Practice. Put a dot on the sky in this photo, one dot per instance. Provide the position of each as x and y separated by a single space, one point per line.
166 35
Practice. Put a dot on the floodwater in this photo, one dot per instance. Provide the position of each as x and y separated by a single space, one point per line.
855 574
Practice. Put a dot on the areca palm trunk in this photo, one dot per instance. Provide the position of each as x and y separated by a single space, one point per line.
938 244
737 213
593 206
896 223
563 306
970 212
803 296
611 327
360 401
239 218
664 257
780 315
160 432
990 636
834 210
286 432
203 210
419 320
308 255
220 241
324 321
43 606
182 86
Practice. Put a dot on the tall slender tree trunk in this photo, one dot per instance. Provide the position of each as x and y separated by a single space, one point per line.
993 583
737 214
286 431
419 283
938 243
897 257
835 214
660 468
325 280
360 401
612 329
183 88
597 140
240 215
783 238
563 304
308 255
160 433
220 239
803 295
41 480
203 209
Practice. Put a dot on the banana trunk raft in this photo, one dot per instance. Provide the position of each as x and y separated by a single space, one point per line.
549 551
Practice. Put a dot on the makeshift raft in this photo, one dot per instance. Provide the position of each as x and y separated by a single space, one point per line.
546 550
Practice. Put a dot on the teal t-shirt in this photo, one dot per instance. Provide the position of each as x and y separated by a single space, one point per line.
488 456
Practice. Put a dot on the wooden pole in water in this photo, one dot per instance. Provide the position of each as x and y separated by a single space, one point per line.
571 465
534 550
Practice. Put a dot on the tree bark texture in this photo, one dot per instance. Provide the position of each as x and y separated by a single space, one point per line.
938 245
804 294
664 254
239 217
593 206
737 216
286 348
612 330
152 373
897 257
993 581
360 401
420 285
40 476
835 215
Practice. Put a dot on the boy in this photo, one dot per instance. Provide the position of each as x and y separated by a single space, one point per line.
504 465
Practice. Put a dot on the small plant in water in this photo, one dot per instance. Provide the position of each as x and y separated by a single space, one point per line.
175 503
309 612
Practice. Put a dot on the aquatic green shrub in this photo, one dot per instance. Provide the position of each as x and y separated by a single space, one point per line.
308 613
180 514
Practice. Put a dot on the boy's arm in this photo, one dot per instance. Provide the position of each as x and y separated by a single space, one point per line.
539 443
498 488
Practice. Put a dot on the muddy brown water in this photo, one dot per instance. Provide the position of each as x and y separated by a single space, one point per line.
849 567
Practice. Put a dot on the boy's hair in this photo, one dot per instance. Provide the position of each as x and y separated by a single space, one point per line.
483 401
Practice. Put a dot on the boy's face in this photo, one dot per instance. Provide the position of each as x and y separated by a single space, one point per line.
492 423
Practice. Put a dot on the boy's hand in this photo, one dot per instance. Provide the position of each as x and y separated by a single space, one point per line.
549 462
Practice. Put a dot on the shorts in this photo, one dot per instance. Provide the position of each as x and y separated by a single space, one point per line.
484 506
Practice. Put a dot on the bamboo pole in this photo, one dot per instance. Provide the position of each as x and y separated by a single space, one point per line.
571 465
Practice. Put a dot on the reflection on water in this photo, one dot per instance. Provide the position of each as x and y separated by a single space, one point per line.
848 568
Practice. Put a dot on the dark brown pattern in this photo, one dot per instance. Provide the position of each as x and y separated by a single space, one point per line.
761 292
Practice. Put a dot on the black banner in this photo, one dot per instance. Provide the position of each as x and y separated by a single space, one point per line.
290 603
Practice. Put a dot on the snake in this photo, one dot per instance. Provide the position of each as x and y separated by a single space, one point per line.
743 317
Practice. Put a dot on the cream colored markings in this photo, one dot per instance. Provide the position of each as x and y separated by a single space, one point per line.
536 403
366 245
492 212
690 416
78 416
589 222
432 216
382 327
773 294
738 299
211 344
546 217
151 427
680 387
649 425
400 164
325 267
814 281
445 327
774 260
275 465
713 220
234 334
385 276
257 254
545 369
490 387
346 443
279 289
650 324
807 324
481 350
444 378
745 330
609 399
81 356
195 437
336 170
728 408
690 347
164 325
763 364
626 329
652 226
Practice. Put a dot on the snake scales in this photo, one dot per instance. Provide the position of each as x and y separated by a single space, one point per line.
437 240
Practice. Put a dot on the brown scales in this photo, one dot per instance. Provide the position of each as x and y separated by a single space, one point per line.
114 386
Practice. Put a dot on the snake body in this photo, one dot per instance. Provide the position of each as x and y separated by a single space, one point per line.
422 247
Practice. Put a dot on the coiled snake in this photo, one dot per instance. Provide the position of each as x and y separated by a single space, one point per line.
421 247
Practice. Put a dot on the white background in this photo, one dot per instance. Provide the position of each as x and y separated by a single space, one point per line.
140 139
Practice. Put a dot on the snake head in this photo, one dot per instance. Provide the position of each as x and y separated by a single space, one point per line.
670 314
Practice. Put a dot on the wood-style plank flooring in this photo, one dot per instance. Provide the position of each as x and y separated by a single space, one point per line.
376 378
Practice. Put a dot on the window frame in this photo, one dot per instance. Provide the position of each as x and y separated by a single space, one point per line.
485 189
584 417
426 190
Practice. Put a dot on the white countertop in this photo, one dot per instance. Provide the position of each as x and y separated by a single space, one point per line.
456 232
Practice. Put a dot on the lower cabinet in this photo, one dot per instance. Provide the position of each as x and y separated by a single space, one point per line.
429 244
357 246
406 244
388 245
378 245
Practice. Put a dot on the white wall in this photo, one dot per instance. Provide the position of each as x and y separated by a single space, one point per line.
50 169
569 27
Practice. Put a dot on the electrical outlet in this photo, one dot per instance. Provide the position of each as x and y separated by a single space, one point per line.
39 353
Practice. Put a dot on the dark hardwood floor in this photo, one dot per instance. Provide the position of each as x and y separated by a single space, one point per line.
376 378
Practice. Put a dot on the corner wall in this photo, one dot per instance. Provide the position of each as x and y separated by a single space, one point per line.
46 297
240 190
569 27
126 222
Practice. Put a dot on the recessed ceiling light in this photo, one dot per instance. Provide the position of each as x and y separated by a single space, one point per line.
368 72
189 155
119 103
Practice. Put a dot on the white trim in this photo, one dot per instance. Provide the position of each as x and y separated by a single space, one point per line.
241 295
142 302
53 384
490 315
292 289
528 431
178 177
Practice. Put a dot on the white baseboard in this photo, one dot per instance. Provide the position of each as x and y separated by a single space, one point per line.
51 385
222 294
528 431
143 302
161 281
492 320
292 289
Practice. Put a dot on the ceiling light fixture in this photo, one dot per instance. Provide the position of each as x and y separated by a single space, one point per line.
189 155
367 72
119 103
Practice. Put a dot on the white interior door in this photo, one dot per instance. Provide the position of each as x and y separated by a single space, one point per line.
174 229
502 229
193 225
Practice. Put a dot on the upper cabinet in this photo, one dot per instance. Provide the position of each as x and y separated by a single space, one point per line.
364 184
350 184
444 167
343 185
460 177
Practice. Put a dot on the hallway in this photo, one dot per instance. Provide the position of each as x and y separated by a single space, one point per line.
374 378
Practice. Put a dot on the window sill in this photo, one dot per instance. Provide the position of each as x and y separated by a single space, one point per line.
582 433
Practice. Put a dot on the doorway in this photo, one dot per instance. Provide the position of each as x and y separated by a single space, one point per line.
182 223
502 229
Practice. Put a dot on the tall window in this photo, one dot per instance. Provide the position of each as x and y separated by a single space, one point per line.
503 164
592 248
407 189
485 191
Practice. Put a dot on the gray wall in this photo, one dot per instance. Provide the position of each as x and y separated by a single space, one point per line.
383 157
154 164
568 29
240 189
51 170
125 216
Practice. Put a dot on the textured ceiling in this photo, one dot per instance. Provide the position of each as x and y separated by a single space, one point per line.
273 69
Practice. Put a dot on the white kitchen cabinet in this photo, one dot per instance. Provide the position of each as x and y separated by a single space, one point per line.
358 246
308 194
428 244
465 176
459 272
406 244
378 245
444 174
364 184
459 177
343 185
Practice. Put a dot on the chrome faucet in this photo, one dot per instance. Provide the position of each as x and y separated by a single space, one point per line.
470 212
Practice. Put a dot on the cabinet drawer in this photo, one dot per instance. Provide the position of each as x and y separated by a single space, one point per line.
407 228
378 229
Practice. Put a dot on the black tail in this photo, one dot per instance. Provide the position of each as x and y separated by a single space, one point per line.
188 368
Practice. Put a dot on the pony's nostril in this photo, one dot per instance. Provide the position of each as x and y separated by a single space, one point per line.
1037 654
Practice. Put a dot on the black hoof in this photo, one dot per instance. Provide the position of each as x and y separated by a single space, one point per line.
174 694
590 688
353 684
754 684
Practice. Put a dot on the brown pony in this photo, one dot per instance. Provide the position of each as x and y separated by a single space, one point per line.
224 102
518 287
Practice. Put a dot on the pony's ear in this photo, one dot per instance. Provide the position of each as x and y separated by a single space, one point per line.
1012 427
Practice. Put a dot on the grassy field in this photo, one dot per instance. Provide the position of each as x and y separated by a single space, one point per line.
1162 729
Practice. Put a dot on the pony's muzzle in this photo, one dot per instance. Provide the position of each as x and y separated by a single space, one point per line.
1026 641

▸ **Written request**: In the listing above, find the line containing "Practice. Put a dot on the chrome" and please quote exactly that line through the last one, and no other lines.

▸ **Correct result**:
Practice. Put a dot on the chrome faucet in this photo, one dot per instance. Provide the position of each as x and y separated by a single space, one point per line.
470 212
Practice. Put a dot on the cabinet drawer in this photo, one dot per instance. Provide the position of each as x and y separated by a single space, one point per line.
407 228
378 229
Practice. Put a dot on the black tail in this photo, one dot per instance. Provide the position of each as x and y separated by a single space, one point per line.
188 368
Practice. Put a dot on the pony's nostril in this photo, one dot per instance. Provide the position of each as x and y separated by a single space, one point per line.
1037 654
Practice. Put a dot on the black hoof in this photo, one dot per instance. Provide the position of each as x and y separated by a single space, one point per line.
174 694
590 688
353 684
754 684
Practice. Put a dot on the brown pony in this photo, one dot per instance. Provide the position of each as x and y separated by a single space, one point per line.
224 102
518 287
Practice. Put a dot on the pony's ear in this photo, one dot per instance. Provide the position of each as x and y separated by a single space, one point per line.
1012 427
Practice. Put a dot on the grassy field in this photo, one dot per instance. Provide the position of each as x and y separated by a single space, one point per line.
1162 729
Practice. Put a dot on the pony's muzzle in this photo, one dot per instance. Provide the position of each as x and y separated by a single space, one point per line.
1026 641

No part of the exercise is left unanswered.